» Selected excerpt:
Electrocardiogram (EKG): This test measures the electrical activity of the heart and can help determine if the heart rate is too fast or otherwise abnormal. The heart’s electrical currents are detected by 12 to 15 electrodes that are attached to the arms, legs and chest via sticky tape.

Event monitor: This portable EKG device records the heart rate when a button is pressed. It can be worn for weeks, or until symptoms occur.

Holter monitor: This portable EKG device continuously records the heart’s rhythms and is worn for 24 to 48 hours during normal activity.

Implantable loop recorder: This small device, implanted just under the skin of the chest, is automatically triggered by an irregular heart rhythm, but can also be triggered manually. It is used for continuous, long-term monitoring of the heart's electrical activity and may be worn from months to years.

Supraventricular Tachycardia Causes

Generally, SVT causes are unknown. But certain conditions and behaviors are associated with it, including:

  • Alcohol abuse
  • Buildup of fat and plaque on the lining of the arteries (atherosclerosis)
  • Cocaine and other drug abuse
  • Excessive caffeine intake
  • Tobacco use

Supraventricular Tachycardia Risk Factors

Risk factors that could contribute to supraventricular tachycardia include:

Certain medications: High doses of the heart medicine digoxin or the bronchodilator theophylline may contribute to SVT.

Pregnancy: SVT sometimes occurs in pregnant women.

Previous heart surgery: SVT has been found in people who undergo surgery to the upper chambers of the heart, often to repair a congenital heart defect.

Serious health conditions: Chronic obstructive pulmonary disease, heart failure, pneumonia, thyroid disease and some metabolic problems have been linked to SVT.

Structural abnormalities: Some conditions, such as Wolff-Parkinson-White syndrome, cause extra electrical tissue to grow, creating abnormal electrical circuits that predispose the heart to arrhythmias.

Supraventricular Tachycardia Prevention

While most risk factors for SVT heart condition cannot be controlled, there are some ways to reduce your chances of developing SVT – or complications from SVT.

» Work to complete:
(a) In the text on supraventricular tachycardia, how long is a Holter monitor worn?
(b) Write the next part of the text on supraventricular tachycardia, picking up after its last sentence.

» Data shown:
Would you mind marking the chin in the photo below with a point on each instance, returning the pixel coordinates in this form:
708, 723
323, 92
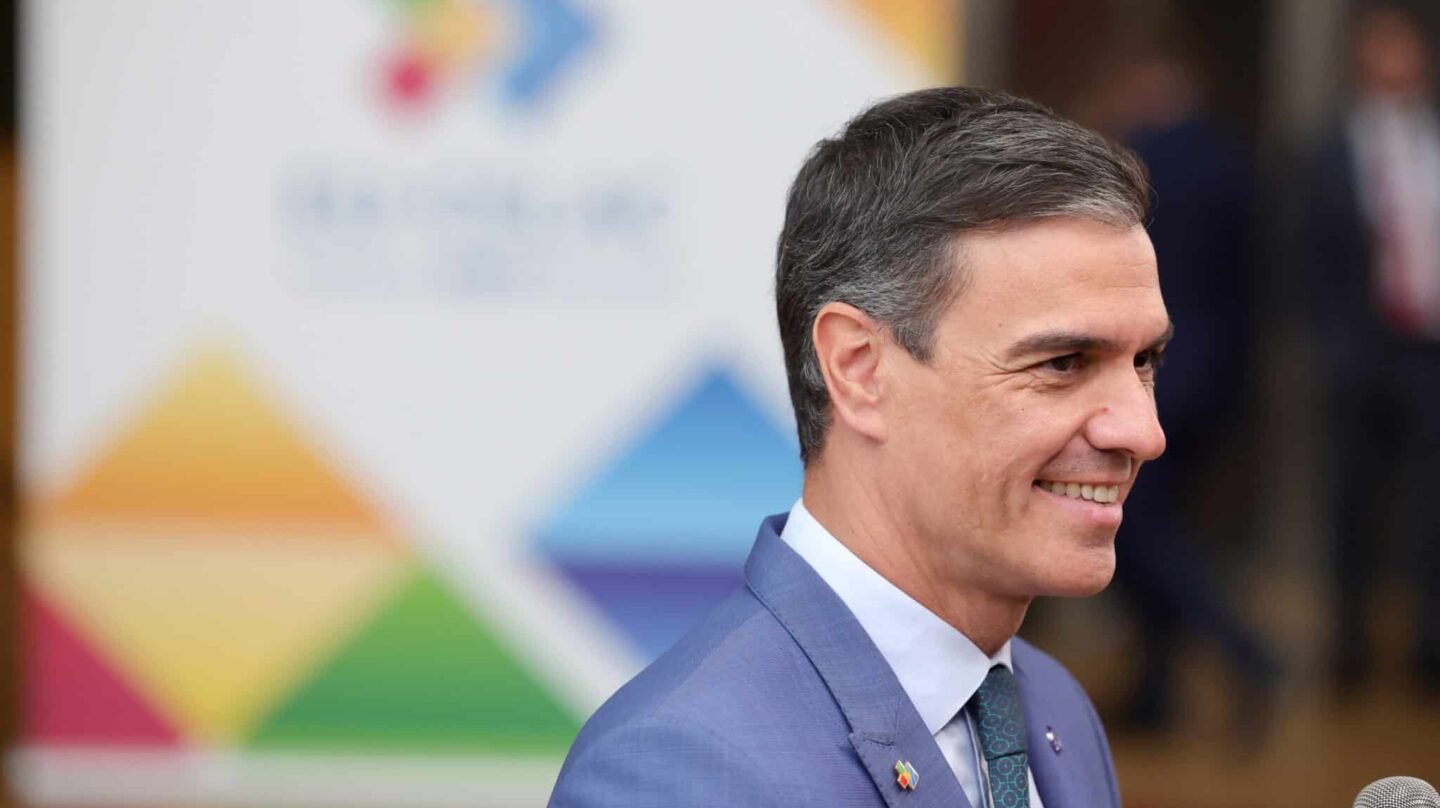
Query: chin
1083, 576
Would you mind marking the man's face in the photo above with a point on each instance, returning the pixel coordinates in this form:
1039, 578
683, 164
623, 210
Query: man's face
1043, 375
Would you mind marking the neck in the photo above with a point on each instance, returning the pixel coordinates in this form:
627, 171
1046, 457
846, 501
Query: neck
854, 507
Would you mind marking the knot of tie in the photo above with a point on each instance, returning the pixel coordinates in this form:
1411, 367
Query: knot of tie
1000, 722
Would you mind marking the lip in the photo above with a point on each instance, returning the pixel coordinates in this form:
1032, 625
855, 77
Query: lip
1099, 514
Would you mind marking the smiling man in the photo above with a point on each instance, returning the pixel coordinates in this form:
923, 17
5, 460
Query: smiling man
972, 320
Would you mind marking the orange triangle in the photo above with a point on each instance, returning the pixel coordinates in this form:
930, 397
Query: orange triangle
210, 447
928, 32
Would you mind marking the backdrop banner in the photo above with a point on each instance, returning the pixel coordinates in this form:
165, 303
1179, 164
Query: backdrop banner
399, 376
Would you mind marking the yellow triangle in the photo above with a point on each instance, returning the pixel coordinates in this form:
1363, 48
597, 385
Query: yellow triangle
213, 631
926, 30
210, 448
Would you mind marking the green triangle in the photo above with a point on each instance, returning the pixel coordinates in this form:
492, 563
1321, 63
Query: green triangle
422, 676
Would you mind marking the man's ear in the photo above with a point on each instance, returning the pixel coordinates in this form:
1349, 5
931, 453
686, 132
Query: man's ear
848, 344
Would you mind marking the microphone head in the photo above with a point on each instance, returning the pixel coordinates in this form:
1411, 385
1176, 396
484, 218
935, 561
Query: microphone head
1398, 792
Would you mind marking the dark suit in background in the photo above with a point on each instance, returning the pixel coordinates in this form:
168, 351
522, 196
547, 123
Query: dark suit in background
1381, 385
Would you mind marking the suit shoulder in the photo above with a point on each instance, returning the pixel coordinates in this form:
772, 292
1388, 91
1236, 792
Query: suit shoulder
655, 762
690, 715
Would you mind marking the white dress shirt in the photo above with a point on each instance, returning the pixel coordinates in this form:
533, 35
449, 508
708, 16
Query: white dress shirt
1397, 162
938, 667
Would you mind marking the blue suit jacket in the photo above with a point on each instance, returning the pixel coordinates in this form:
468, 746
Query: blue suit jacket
779, 697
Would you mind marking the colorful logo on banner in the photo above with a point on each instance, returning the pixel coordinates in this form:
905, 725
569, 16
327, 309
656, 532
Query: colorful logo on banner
660, 535
923, 30
212, 579
514, 48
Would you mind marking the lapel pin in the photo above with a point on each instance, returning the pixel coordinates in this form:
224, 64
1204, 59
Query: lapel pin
906, 777
1053, 739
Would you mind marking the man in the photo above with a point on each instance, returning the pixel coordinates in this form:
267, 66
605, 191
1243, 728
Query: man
1374, 272
971, 319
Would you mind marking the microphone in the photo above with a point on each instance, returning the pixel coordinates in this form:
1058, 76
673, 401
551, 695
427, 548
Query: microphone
1398, 792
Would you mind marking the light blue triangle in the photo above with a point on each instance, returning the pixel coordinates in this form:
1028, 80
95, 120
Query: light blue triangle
690, 491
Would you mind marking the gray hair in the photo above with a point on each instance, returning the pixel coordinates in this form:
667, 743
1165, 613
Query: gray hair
873, 216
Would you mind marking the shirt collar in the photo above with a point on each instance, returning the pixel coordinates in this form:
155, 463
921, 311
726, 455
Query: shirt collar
938, 667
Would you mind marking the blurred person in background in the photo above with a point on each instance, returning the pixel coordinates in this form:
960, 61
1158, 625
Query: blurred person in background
1374, 268
1149, 95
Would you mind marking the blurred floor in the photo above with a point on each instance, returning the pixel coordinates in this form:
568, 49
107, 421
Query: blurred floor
1315, 749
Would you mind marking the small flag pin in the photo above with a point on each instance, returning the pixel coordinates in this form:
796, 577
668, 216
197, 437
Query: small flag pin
906, 777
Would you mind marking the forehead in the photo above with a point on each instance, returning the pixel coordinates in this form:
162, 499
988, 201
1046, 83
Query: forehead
1072, 274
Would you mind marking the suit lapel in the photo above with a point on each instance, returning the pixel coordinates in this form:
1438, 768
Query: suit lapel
884, 725
1046, 764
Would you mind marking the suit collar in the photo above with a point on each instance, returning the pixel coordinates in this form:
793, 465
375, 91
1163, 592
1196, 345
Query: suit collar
884, 725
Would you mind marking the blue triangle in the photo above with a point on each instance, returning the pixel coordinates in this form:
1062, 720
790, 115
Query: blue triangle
690, 493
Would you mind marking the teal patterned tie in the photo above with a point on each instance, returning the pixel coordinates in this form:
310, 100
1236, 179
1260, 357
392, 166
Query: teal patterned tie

» Answers in order:
(a) 24 to 48 hours, during normal activity.

(b)
Practice good heart health: Watch what you eat, exercise and avoid smoking,

Take your medications as prescribed: If you have heart disease, high blood pressure, high cholesterol, diabetes or another serious health condition, be certain to take your prescribed medications as directed.

Get regular check-ups: Abnormal heart rhythms can be detected at a regular appointment, leading to faster diagnosis and treatment.

Supraventricular Tachycardia Prognosis

Unless structural heart disease is present, the prognosis for SVT is typically very good. Treatment for more serious cases of SVT, like atrial fibrillation, is necessary for continued health.

Supraventricular Tachycardia Treatment

In some cases, supraventricular tachycardia treatment is not needed. For atrial fibrillation and some cases of atrial flutter, treatment includes:

Catheter Ablation

One or more catheters are threaded through blood vessels to the heart. Electrodes at the catheter tips use heat, extreme cold or radiofrequency energy to damage (ablate) a small spot of heart tissue and create an electrical block along the pathway that’s causing atrial fibrillation or flutter.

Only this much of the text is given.